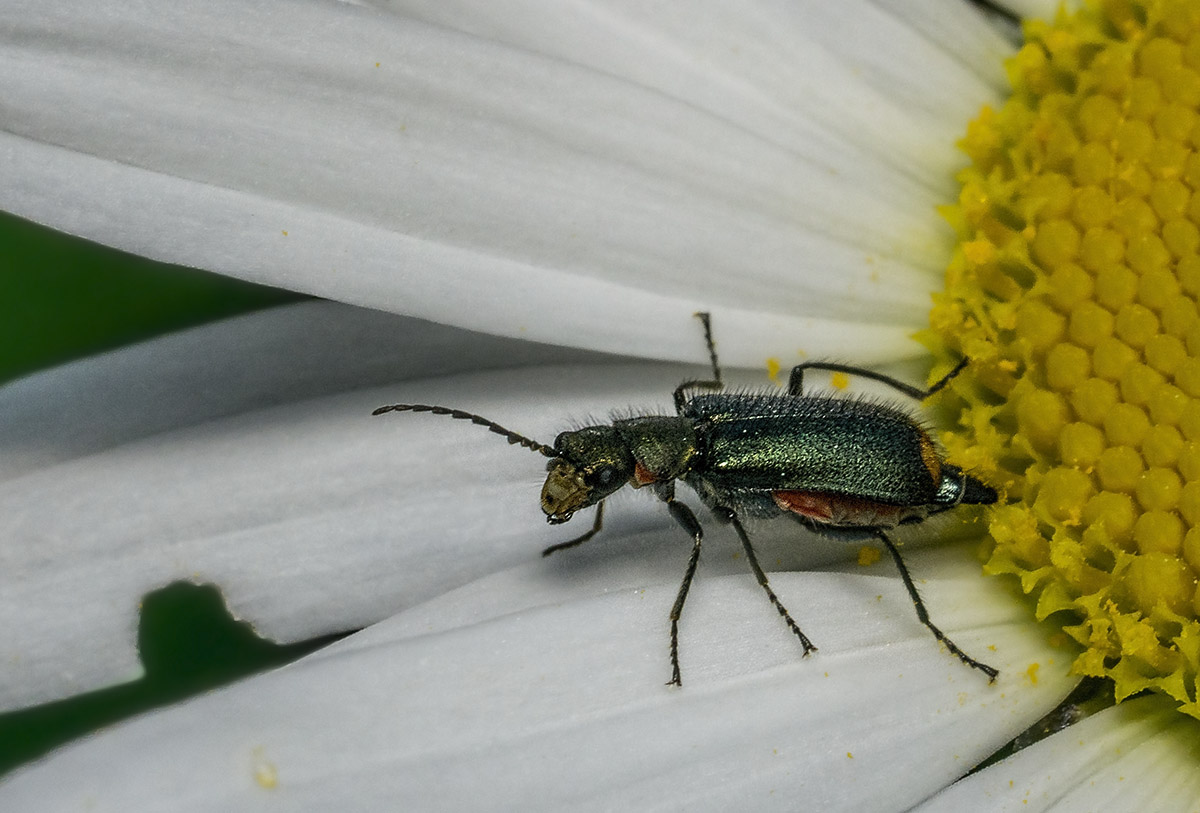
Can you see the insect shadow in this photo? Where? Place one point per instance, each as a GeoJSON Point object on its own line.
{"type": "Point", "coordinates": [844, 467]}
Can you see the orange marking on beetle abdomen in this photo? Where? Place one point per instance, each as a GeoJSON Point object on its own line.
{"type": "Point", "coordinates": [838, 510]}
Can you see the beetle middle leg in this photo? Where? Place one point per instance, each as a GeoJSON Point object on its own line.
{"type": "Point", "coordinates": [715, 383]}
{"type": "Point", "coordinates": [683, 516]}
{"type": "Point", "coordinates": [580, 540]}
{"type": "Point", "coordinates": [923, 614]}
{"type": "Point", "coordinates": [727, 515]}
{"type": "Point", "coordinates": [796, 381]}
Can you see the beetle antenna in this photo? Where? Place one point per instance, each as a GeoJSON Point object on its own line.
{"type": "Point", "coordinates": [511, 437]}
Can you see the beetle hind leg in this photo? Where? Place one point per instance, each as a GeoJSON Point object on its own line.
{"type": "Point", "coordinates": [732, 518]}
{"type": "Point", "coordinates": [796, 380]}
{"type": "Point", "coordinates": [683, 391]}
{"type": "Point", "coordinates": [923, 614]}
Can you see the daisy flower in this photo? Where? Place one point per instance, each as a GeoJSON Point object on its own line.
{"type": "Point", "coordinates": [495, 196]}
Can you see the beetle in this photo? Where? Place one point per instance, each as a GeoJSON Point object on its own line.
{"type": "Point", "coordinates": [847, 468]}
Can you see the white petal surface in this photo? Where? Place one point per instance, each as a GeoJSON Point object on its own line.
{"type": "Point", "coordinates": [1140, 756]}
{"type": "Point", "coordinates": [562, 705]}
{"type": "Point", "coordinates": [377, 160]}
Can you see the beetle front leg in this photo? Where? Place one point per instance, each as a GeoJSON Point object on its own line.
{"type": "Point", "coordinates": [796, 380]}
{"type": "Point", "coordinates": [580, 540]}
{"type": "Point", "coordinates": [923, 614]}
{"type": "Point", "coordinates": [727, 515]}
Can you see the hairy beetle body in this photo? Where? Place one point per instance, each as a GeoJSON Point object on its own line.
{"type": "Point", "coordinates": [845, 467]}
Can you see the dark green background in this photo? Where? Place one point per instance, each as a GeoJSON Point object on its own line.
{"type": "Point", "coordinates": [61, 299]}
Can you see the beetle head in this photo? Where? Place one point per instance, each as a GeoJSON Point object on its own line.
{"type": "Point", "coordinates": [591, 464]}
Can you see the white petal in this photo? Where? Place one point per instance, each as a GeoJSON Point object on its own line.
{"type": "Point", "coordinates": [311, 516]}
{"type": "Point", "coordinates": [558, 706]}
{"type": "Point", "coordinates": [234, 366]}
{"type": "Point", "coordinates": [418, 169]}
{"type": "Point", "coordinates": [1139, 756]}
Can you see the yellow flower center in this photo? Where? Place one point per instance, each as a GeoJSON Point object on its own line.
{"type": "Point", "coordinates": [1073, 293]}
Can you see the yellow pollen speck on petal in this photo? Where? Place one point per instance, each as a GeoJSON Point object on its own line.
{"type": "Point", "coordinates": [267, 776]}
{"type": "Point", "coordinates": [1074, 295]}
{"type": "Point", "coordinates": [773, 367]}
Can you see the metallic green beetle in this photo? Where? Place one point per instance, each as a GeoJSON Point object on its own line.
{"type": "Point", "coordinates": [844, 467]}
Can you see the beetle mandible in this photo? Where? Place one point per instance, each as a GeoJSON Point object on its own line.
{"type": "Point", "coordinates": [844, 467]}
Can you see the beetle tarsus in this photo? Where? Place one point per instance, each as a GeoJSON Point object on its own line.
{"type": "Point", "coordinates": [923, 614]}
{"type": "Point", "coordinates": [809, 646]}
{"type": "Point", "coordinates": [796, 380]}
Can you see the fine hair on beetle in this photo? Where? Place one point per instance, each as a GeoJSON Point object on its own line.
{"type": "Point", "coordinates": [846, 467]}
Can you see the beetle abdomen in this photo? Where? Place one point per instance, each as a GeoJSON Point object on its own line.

__GIVEN INSTRUCTION__
Give every line of all the items above as a numbered list, skipping any blank lines and leaving out the pictures.

__CORRECT ANSWER__
1. Can you see the insect shadow in this photo? Where? Place one point per instance, each as a GeoJSON Point object on its own line.
2. {"type": "Point", "coordinates": [844, 467]}
3. Can you see the orange marking on beetle abdomen in this photo? Where? Place one point per instance, each as a GeoJSON Point object on its own line.
4. {"type": "Point", "coordinates": [838, 510]}
5. Can you see the beetle middle leg in this photo? Where? Place one point per instance, each as a GeoJSON Point object on its own line.
6. {"type": "Point", "coordinates": [715, 383]}
7. {"type": "Point", "coordinates": [683, 516]}
8. {"type": "Point", "coordinates": [580, 540]}
9. {"type": "Point", "coordinates": [923, 614]}
10. {"type": "Point", "coordinates": [727, 515]}
11. {"type": "Point", "coordinates": [796, 381]}
12. Can you see the beetle antenna in this photo? Where? Place one point per instance, each as a GeoJSON Point object on its own line.
13. {"type": "Point", "coordinates": [511, 437]}
14. Can you see the beetle hind leg in this photo? Where? Place one point per instance, each as a GeoJSON Point object on its own line.
15. {"type": "Point", "coordinates": [732, 518]}
16. {"type": "Point", "coordinates": [796, 380]}
17. {"type": "Point", "coordinates": [683, 391]}
18. {"type": "Point", "coordinates": [923, 614]}
19. Can you see the daisy flower in this photo? Where? Place one point per instance, each as a GeoJSON Point object on its own line.
20. {"type": "Point", "coordinates": [495, 196]}
21. Can you see the beetle in this photo? Where? Place one point per instance, each as a GeoJSON Point object on its own line.
22. {"type": "Point", "coordinates": [847, 468]}
23. Can you see the white petal surface in this photo? Where? Place one point per instance, each as a GeoJSON Point object on its own line.
24. {"type": "Point", "coordinates": [1140, 756]}
25. {"type": "Point", "coordinates": [562, 705]}
26. {"type": "Point", "coordinates": [377, 160]}
27. Can you see the beetle front leg in this photo? Where? Place one point per instance, each as a GeoJSON Point object on its own line.
28. {"type": "Point", "coordinates": [796, 380]}
29. {"type": "Point", "coordinates": [580, 540]}
30. {"type": "Point", "coordinates": [923, 614]}
31. {"type": "Point", "coordinates": [727, 515]}
32. Can you see the hairy beetle body in this photo? Where? Place one point per instance, each as a GeoJSON Point object on its own line.
33. {"type": "Point", "coordinates": [845, 467]}
34. Can you see the dark green background in this photo? Where? Place one point per instance, each as a GeoJSON Point object on its own line.
35. {"type": "Point", "coordinates": [61, 299]}
36. Can you see the beetle head in this photo? Where? Place one point per instance, each as a GeoJSON Point object on its own line.
37. {"type": "Point", "coordinates": [591, 464]}
38. Can you see the white petal in this photo? Where? Place one point per instance, each as a GeoJSON Point object on its own line.
39. {"type": "Point", "coordinates": [311, 516]}
40. {"type": "Point", "coordinates": [558, 706]}
41. {"type": "Point", "coordinates": [234, 366]}
42. {"type": "Point", "coordinates": [418, 169]}
43. {"type": "Point", "coordinates": [1139, 756]}
44. Can you see the yellow flower center in this photo? Where? Place one point per instance, each as a GeoJSON Point object on its own line.
45. {"type": "Point", "coordinates": [1073, 293]}
46. Can you see the yellow pollen speck on petal in this photo? Where? Place one point per instance, each as a GeoJSON Point object on its own line.
47. {"type": "Point", "coordinates": [267, 776]}
48. {"type": "Point", "coordinates": [1074, 295]}
49. {"type": "Point", "coordinates": [773, 367]}
50. Can you see the metallic green beetle in this photo? Where? Place one point per instance, each as a GeoJSON Point object on its own line.
51. {"type": "Point", "coordinates": [844, 467]}
52. Can you see the beetle mandible in this photo? Where? Place one point per instance, each as a GeoJSON Point object on its own line.
53. {"type": "Point", "coordinates": [844, 467]}
54. Can you see the beetle tarsus in this photo? Where? Place one point per instance, each as a GeoJSON Point object on its own line.
55. {"type": "Point", "coordinates": [923, 614]}
56. {"type": "Point", "coordinates": [809, 646]}
57. {"type": "Point", "coordinates": [796, 380]}
58. Can you see the fine hair on beetle in this photo? Where? Place one point per instance, each as a GeoJSON Point object on its own line.
59. {"type": "Point", "coordinates": [846, 467]}
60. Can you see the beetle abdomen in this photo? Where? Place one point per instance, each as a GeoJSON Point object on its own line.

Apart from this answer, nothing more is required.